Katie Baraki, RN, MS is our new Visiting Assistant Professor of Nursing and Community Health. She previously worked as an assistant professor of nursing at the University of Utah, where she received fellowships and awards for excellence in teaching, nursing leadership, and transforming clinical instruction. Most recently, she served as a clinical nurse consultant at ANTHC creating and coordinating the ANMC New Nurse Residency Program, developing other educational programs, mentoring nursing staff, and assessing clinical procedures and facilities. Katie specializes in curriculum development and in teaching nursing. She was instrumental in the development of the AK Bridge RN-to-BSN program last year, and she is now leading the team that is developing the associate’s degree in nursing as well as programs in community health.
What are you teaching at APU and what does that entail?
At APU I will be teaching in the RN to BSN program. I am officially assigned to teach the NUR 31000 Evidence-Based Practice course, which focuses on helping practicing registered nurses develop the skills and critical thinking strategies needed to integrate evidence-based practice principles into their professional work. I will also be co-teaching the NUR 30000 Professional Nursing Course and NUR 30500 Nursing Ethics courses. I anticipate a fun semester – for students too!
What did you do prior to APU?
Before I came to APU I coordinated new nurse residency programs at the Alaska Native Medical Center (more recently) and the Huntsman Cancer Institute in Salt Lake City. Prior to working with new nurse residents, I taught at the University of Utah in their baccalaureate and graduate degree nursing programs for 10 years. I have worked as a nurse in Surgical Intensive Care, Neurological Critical Care, medical-surgical, neuro-orthopedic, inpatient psychiatric, and oncology.
What are your goals for this school year?
The Nursing Program area in the Institute of Health and Wellness is developing a new Associate Degree Nursing Program and courses for the RN-BSN Program – and my goal is to develop a knock-it-out-of-the-park curriculum and courses that will spark student curiosity and passion for culturally safe, relationship-centered, quality nursing care.
Where did you go to school? What did you study?
+ + + +
### What to do
1: Answer these questions from the profile of Katie Baraki:
(a) Which course is she officially assigned to teach at APU?
(b) For how many years did she teach at the University of Utah?
(c) Which program did she help develop last year?
2: Decide whether each statement agrees with the profile of Katie Baraki, and quote the words that settle it.
(a) Before APU, she coordinated new nurse residency programs at the Huntsman Cancer Institute.
(b) She will teach NUR 30500 Nursing Ethics on her own.
(c) Her role at ANTHC was assistant professor of nursing.

### Data under study
+ + + +
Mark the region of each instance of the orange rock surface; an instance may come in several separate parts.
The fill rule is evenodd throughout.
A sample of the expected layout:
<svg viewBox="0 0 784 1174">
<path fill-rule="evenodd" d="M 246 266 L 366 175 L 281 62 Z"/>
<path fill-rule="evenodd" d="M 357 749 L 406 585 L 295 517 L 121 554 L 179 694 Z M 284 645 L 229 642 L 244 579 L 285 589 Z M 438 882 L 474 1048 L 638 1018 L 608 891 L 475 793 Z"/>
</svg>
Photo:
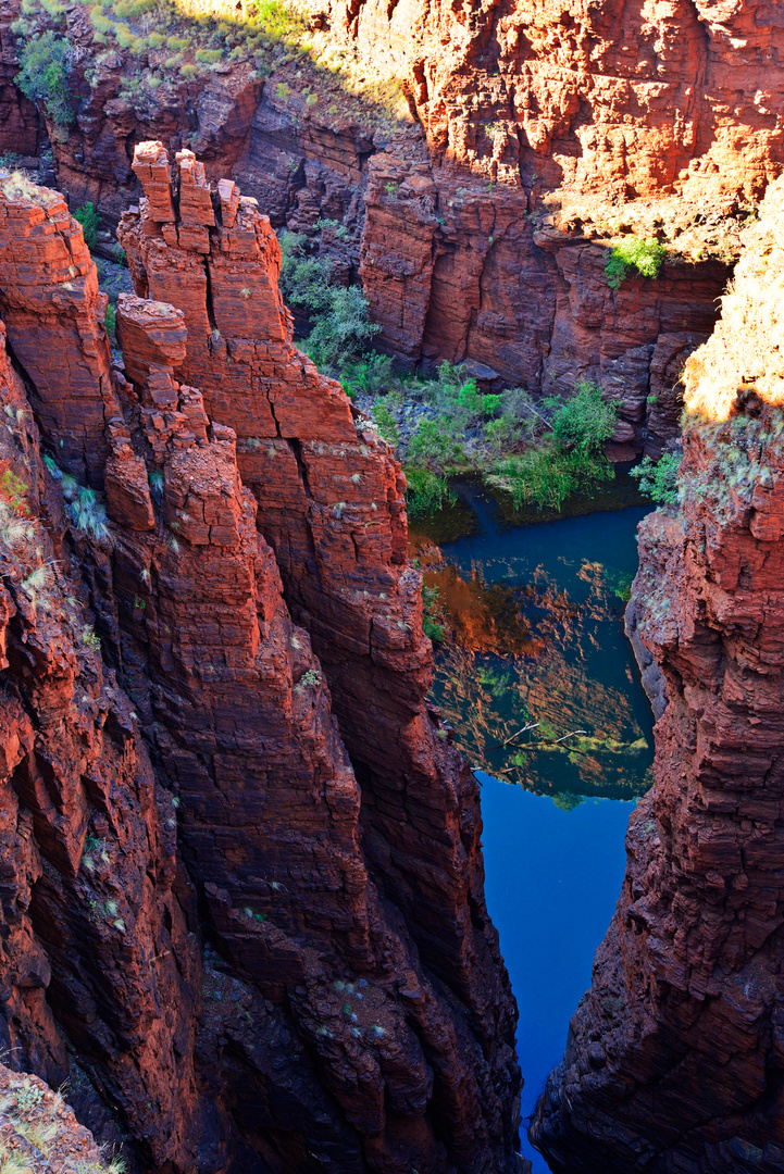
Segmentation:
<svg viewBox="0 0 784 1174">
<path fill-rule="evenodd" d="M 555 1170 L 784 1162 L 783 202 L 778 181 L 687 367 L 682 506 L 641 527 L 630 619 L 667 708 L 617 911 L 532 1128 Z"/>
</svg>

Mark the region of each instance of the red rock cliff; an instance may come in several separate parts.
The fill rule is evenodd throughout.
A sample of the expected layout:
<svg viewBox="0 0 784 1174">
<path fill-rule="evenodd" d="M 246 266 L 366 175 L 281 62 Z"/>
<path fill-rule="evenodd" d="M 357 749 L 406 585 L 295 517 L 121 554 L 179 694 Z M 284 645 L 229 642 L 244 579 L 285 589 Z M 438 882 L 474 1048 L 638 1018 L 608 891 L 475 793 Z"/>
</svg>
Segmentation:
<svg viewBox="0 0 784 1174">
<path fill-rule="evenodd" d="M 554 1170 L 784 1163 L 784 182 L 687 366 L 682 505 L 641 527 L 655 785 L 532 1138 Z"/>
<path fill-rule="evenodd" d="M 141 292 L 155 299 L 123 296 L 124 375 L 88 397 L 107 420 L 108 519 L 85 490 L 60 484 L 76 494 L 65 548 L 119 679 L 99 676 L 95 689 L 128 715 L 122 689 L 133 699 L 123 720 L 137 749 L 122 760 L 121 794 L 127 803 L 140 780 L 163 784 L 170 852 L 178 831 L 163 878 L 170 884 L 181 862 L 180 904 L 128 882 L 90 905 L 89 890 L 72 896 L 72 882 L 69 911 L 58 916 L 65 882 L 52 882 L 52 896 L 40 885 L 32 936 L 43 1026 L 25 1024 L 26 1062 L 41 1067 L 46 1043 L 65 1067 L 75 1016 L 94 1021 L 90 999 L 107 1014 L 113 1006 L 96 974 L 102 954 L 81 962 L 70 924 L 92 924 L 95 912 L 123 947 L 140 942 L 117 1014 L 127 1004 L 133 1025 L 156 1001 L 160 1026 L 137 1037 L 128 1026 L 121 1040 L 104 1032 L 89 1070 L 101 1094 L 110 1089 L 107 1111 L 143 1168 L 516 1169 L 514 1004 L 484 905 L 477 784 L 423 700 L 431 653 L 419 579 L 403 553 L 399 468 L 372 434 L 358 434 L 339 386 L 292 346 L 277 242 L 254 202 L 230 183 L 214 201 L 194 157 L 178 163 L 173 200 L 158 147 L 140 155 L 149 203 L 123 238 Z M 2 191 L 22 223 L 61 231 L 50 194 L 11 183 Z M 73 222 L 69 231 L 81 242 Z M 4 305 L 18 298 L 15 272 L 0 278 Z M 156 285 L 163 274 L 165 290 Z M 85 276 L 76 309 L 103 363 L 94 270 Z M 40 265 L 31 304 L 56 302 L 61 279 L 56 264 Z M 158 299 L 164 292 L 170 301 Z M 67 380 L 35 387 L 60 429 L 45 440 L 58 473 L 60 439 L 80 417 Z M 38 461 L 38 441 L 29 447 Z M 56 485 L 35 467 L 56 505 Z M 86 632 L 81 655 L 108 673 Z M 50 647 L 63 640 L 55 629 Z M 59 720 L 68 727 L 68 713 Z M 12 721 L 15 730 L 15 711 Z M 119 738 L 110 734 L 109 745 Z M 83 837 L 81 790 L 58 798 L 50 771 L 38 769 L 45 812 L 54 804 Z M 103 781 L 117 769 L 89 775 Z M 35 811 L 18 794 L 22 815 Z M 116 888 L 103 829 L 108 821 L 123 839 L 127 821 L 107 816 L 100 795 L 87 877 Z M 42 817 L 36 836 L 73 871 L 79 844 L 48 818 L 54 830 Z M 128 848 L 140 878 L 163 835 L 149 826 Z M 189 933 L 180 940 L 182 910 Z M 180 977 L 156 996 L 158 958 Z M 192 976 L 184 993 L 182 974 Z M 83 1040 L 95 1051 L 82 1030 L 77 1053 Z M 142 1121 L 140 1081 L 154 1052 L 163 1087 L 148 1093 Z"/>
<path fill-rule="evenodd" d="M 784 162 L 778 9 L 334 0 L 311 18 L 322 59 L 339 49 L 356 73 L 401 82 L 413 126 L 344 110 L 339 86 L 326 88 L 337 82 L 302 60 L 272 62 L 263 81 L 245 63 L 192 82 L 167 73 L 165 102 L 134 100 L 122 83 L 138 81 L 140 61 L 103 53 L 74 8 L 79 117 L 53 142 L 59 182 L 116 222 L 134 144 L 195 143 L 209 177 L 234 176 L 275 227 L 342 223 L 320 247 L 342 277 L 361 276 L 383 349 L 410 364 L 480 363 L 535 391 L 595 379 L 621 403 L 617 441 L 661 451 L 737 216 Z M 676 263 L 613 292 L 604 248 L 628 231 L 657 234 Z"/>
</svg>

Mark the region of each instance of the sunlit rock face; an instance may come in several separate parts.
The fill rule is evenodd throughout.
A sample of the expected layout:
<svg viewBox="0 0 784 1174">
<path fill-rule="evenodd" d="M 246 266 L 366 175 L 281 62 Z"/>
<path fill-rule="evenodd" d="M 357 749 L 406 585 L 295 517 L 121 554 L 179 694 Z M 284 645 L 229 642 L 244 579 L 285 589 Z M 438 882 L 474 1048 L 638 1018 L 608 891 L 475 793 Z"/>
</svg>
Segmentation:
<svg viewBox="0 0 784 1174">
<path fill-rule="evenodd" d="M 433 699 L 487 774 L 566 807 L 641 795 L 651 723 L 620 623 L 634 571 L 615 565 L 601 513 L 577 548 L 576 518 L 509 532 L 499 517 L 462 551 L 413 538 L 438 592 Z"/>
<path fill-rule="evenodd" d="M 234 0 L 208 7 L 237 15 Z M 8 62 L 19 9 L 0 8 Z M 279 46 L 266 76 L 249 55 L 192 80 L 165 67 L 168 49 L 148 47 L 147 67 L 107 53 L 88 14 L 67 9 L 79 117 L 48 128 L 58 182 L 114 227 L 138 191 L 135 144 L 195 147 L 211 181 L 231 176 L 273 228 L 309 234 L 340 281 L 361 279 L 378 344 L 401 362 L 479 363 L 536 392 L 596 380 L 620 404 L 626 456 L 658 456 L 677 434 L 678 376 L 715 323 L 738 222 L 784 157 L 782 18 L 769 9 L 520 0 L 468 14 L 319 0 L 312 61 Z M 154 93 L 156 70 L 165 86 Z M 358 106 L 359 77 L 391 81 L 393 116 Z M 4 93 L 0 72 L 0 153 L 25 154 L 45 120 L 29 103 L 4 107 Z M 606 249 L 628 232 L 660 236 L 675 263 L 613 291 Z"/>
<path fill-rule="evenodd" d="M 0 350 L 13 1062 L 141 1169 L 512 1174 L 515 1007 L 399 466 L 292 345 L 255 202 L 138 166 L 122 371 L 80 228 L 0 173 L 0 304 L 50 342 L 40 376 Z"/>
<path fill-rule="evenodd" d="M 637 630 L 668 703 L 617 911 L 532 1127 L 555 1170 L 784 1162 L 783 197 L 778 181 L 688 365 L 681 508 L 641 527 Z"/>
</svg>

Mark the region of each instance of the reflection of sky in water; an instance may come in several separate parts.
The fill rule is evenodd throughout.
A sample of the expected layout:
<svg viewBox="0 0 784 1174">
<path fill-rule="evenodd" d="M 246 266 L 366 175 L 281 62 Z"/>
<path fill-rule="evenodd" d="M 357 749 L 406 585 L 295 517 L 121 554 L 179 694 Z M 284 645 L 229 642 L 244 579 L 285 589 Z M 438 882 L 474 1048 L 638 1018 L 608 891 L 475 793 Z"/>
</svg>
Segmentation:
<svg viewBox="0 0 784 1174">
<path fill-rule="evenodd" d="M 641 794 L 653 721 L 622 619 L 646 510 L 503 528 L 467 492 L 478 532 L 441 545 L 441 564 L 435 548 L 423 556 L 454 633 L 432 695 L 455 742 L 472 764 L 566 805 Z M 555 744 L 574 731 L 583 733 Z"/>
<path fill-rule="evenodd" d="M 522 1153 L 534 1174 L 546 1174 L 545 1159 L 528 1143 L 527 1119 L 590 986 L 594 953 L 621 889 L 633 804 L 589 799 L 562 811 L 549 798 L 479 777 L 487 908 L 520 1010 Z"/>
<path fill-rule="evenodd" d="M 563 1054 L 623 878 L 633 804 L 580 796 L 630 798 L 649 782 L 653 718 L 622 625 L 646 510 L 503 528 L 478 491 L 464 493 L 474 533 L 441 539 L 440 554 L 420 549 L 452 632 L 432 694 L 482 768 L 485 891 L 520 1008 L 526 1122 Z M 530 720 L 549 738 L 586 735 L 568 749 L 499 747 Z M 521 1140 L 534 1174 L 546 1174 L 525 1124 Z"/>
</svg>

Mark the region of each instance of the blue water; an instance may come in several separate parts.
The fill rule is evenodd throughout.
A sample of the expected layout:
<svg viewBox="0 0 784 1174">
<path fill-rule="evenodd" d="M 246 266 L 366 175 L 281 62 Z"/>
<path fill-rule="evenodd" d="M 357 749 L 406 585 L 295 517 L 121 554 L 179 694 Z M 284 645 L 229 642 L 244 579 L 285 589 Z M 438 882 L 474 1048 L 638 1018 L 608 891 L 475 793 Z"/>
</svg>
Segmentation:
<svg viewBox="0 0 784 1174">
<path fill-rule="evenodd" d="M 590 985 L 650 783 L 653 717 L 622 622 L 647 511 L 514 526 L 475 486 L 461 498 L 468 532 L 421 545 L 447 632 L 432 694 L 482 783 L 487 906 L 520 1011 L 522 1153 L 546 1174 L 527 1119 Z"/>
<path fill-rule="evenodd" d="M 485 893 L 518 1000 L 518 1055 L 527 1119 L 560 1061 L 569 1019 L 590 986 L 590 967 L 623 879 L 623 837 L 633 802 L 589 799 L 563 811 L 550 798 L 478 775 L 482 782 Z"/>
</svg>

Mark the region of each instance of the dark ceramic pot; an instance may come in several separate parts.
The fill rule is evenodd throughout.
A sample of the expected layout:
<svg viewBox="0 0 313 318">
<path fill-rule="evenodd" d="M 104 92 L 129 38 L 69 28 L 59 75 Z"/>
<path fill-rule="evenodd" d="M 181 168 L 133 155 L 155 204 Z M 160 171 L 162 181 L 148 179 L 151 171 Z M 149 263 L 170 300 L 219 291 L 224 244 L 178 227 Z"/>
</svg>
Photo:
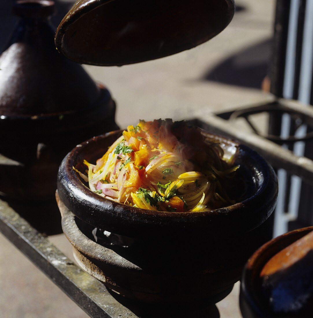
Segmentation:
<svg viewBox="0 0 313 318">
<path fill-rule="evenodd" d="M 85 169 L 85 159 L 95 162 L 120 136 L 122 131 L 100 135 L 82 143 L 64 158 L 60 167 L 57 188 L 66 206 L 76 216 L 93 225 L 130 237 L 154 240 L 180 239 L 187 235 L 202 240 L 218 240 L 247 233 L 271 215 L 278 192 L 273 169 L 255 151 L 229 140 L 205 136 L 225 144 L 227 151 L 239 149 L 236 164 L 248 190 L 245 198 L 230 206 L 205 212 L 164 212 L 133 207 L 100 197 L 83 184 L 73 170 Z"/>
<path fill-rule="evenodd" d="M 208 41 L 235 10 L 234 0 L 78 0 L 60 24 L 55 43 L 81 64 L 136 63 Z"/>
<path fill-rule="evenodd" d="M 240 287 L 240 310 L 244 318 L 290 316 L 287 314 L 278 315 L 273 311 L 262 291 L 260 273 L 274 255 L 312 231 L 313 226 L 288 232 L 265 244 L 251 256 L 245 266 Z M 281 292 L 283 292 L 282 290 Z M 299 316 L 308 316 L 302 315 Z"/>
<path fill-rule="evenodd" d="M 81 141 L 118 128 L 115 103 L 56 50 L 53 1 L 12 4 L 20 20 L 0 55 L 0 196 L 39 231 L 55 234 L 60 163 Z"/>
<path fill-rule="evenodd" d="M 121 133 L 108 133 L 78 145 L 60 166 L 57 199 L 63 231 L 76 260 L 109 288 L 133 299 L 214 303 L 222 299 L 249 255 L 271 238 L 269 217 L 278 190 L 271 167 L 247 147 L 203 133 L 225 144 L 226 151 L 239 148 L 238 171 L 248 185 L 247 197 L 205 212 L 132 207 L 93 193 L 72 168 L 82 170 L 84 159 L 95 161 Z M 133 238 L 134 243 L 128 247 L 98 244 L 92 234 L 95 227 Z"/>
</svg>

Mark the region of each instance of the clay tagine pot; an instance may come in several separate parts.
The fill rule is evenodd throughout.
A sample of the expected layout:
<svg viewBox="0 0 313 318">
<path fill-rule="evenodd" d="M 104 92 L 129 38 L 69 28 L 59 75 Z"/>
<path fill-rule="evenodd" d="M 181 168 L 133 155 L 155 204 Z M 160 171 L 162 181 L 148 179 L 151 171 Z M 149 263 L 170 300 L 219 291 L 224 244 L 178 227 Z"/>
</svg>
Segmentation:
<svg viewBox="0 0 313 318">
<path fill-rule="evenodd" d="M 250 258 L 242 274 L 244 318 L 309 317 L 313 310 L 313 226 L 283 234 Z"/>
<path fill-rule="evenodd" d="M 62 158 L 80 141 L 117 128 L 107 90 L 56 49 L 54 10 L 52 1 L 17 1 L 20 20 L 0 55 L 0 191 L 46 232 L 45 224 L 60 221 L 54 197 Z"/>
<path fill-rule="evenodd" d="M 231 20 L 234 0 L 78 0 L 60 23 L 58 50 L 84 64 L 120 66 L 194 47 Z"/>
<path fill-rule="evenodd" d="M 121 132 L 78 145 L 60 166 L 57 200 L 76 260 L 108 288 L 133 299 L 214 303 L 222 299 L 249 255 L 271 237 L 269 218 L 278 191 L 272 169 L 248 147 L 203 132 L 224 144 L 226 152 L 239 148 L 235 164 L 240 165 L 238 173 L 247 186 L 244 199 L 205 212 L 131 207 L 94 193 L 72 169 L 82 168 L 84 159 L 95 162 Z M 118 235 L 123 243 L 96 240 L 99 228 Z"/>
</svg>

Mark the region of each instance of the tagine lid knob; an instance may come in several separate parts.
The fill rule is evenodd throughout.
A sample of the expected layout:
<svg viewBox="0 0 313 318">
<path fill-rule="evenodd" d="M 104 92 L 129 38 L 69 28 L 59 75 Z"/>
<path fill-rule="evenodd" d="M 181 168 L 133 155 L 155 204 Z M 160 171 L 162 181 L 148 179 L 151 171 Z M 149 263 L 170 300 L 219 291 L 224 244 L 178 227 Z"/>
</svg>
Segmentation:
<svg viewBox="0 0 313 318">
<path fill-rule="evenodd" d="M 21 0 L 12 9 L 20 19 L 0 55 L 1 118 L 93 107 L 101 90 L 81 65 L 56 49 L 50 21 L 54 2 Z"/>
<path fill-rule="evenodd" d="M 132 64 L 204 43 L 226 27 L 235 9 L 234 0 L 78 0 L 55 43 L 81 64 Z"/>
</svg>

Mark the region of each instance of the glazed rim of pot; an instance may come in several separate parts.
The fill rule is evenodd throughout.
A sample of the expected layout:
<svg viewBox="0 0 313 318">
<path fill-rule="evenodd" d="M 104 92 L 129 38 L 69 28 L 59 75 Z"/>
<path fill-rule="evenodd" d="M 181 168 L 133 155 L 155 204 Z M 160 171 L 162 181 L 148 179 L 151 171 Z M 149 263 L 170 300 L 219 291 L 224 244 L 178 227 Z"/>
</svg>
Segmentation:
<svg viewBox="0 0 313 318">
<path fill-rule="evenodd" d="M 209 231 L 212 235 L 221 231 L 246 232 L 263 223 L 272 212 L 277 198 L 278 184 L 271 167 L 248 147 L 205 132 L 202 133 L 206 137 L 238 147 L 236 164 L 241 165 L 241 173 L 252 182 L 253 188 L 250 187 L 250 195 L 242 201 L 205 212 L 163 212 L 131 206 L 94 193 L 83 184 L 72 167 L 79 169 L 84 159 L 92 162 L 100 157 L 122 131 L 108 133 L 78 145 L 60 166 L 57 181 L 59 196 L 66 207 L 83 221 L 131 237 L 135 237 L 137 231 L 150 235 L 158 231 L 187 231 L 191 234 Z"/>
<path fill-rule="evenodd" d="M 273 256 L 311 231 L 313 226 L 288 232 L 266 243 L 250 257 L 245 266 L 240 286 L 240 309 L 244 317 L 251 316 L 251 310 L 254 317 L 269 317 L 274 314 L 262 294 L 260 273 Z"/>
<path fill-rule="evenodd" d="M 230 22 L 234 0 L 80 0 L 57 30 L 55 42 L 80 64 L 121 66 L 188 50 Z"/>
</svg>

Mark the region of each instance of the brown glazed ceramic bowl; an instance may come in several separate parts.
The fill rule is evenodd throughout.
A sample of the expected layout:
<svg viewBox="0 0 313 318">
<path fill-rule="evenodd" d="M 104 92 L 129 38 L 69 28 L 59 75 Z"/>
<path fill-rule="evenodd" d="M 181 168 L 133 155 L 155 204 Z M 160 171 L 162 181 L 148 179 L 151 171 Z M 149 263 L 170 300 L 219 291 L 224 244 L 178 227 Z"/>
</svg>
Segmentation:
+ + + +
### Answers for this exercise
1:
(a) NUR 31000 Evidence-Based Practice
(b) 10 years
(c) The AK Bridge RN-to-BSN program

2:
(a) Yes: "I coordinated new nurse residency programs at the Alaska Native Medical Center (more recently) and the Huntsman Cancer Institute in Salt Lake City."
(b) No: "I will also be co-teaching the NUR 30000 Professional Nursing Course and NUR 30500 Nursing Ethics courses."
(c) No: "she served as a clinical nurse consultant at ANTHC"